役職手当とは?相場・金額の決め方をわかりやすく解説
「ポジションごとに金額設定が異なる役職手当の相場は?」
「役職手当の金額は何を基準に決めたらいい?」
そのようなお悩みを抱えていないでしょうか。
役職手当は、法律で義務付けられているものではありません。しかし、導入している企業は多く、役職手当を設定することで従業員のモチベーションに好影響を与えることが可能です。
本記事では、役職手当の相場や金額の設定方法をはじめ、注意点やメリット・デメリットについて解説します。役職手当の導入や金額設定にお悩みの方は、ぜひ参考にしてください。
目次
1. 役職手当とは
役職手当とは、「役職」に応じて従業員に支給する賃金のことです。「役付手当」「管理職手当」などさまざまな名称があり、企業によって呼び名は変わります。
役職手当は、基本給とは別に「手当」として支給される賃金です。
ただし、役職手当の支給に関しては法律で定められていないので、支給の有無や支給額は企業で自由に設定できます。そのため、企業によっては手当をつけない場合もありますし、同じ役職でも地域や業界の違いで支給額が異なることがあります。
支給される場合は、責任が重くなればなるほど報酬が高くなることが一般的なので、昇進や降格があれば金額も変動します。
役職手当は、役職に就くことで特別な責任が伴ったり、役割が与えられたりすることへの「対価」ともいえるでしょう。
2. 役職手当の相場
役職手当の金額は、企業が自由に決めることができます。しかし、いくら自由であっても、手当が低すぎれば従業員のモチベーションを上げることができません。逆に、高すぎると人件費によって経営が圧迫される可能性もあるので注意が必要です。
ここでは、役職ごとの手当の平均相場を紹介していくので、手当導入を検討している場合は適切な金額を知っておきましょう。
参考:役職手当|厚生労働省
参考:中小企業の賃金・退職金事情(2023年/令和5年版)|統計・調査|東京都産業労働局
2-1. 「主任クラス」の役職手当相場
主任クラスの役職手当は、正確な集計は出ていませんが、およそ5,000円から10,000円が相場となっています。
主任クラスの役職名は、他に「チーフ」や「リーダー」などがあります。主任クラスというのは決裁権がほとんどなく、職責も発生しないのが一般的で、新しく入社した従業員が最初に就くことが多い「役職」です。そのため、業務量も一般従業員とほとんど変わりがないことから、手当も高くない傾向にあるようです。

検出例
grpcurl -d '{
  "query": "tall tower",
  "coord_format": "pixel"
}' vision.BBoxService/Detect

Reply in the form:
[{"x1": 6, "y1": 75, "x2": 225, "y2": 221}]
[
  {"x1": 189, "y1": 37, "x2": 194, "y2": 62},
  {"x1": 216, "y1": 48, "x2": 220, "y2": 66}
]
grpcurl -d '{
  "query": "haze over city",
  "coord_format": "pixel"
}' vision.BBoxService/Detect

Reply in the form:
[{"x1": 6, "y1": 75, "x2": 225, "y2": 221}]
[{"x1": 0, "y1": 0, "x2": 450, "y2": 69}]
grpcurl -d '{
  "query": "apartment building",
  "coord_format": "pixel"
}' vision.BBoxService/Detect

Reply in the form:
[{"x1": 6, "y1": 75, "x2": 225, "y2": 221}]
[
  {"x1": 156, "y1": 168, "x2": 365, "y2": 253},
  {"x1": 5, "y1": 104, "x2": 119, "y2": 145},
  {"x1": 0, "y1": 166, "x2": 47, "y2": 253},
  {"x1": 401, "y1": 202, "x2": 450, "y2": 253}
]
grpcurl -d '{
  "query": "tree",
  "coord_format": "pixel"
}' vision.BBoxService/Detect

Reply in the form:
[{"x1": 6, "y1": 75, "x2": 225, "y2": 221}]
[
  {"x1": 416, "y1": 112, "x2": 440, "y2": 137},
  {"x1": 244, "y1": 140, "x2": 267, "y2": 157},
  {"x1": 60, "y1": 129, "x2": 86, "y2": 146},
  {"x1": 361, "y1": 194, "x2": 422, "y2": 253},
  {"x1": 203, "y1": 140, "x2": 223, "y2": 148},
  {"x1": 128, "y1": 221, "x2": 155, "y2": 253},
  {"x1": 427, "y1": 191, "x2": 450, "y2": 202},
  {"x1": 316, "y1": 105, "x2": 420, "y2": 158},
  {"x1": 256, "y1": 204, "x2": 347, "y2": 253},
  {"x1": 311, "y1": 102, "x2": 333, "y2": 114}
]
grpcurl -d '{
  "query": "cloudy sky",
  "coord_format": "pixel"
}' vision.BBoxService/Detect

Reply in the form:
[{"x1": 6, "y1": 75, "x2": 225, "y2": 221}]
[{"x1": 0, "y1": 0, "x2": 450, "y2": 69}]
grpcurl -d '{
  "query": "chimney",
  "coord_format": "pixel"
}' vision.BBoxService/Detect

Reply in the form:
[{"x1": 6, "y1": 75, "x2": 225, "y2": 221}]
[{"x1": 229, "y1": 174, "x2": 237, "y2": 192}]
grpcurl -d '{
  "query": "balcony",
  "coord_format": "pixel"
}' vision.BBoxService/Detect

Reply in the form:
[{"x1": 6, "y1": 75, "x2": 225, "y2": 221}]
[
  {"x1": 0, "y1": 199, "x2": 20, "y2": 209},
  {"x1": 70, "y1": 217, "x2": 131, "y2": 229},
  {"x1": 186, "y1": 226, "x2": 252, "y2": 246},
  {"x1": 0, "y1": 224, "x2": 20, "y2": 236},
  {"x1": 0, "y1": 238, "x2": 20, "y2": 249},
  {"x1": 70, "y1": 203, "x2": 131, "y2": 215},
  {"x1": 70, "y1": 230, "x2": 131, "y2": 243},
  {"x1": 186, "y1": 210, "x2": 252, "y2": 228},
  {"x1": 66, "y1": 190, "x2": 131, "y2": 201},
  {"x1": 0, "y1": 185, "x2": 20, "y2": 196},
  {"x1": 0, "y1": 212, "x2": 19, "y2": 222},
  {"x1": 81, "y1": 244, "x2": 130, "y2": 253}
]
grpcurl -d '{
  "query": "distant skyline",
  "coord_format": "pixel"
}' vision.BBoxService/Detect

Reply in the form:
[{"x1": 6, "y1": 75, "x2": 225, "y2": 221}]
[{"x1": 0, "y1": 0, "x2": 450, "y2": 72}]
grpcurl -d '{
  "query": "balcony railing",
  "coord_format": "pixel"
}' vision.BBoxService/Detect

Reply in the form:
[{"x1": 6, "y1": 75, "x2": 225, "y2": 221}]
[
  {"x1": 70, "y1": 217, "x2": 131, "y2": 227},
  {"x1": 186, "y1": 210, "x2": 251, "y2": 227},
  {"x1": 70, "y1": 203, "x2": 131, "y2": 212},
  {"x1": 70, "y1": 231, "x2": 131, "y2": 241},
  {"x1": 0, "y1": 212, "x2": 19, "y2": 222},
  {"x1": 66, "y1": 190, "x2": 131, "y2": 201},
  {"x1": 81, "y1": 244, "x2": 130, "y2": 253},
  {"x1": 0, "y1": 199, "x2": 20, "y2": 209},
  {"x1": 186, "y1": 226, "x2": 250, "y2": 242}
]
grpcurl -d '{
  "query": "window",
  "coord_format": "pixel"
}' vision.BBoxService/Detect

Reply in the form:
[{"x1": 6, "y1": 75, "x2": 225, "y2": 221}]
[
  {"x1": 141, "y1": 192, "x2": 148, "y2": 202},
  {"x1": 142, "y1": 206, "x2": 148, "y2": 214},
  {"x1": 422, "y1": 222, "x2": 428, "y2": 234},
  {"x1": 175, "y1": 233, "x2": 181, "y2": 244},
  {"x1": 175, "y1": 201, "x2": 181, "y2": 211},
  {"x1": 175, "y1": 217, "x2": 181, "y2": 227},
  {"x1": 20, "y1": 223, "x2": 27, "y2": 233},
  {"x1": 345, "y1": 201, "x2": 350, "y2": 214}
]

▶ [実施する作業]
1. 役職手当の記事によると、主任クラスの役職手当の相場はいくらですか?
2. 役職手当の記事の「そのようなお悩みを抱えていないでしょうか。」から「によって呼び名は変わります。」までを、一字一句変えずに出力してください。
3. 役職手当の記事を、最後の文の後から続けて書いてください。
この一覧は別の出典から取ったものです。

▶ [演習の解答]
1. およそ5,000円から10,000円です。

2.
そのようなお悩みを抱えていないでしょうか。
役職手当は、法律で義務付けられているものではありません。しかし、導入している企業は多く、役職手当を設定することで従業員のモチベーションに好影響を与えることが可能です。
本記事では、役職手当の相場や金額の設定方法をはじめ、注意点やメリット・デメリットについて解説します。役職手当の導入や金額設定にお悩みの方は、ぜひ参考にしてください。
目次
1. 役職手当とは
役職手当とは、「役職」に応じて従業員に支給する賃金のことです。「役付手当」「管理職手当」などさまざまな名称があり、企業によって呼び名は変わります。

3.
ただし、一般従業員よりも業務量をこなしたり、店舗運営などでシフト作成やサポートなどをおこなったりするなど、企業にとって重要な役割をこなす場合は平均相場よりも高めに設定するなど、業務に応じた手当をつけるのが一般的です。
2-2. 「係長クラス」の役職手当相場
係長クラスの役職手当の相場は、中小企業の賃金・退職金事情(2023年/令和5年版)によると26,165円となっています。ただし、会社の規模や「同一役職の支給額は同じ」か「同一役職の支給額は異なる」としている企業ごとに平均相場が異なるので、以下の表で見ていきましょう。
係長クラスの役職手当相場 | 従業員数 | 同一役職の支給額は同じ | 同一役職の支給額は異なる |
10人~49人 | 25,443円 | 27,828円 | |
50人~99人 | 25,438円 | 15,911円 | |
100人~299人 | 28,345円 | 23,143円 |
「同一役職の支給額は同じ」という企業の場合は、従業員数が多くなるほど手当も高額になります。その反面、「同一役職の支給額は異なる」企業の場合はばらつきがあることがわかります。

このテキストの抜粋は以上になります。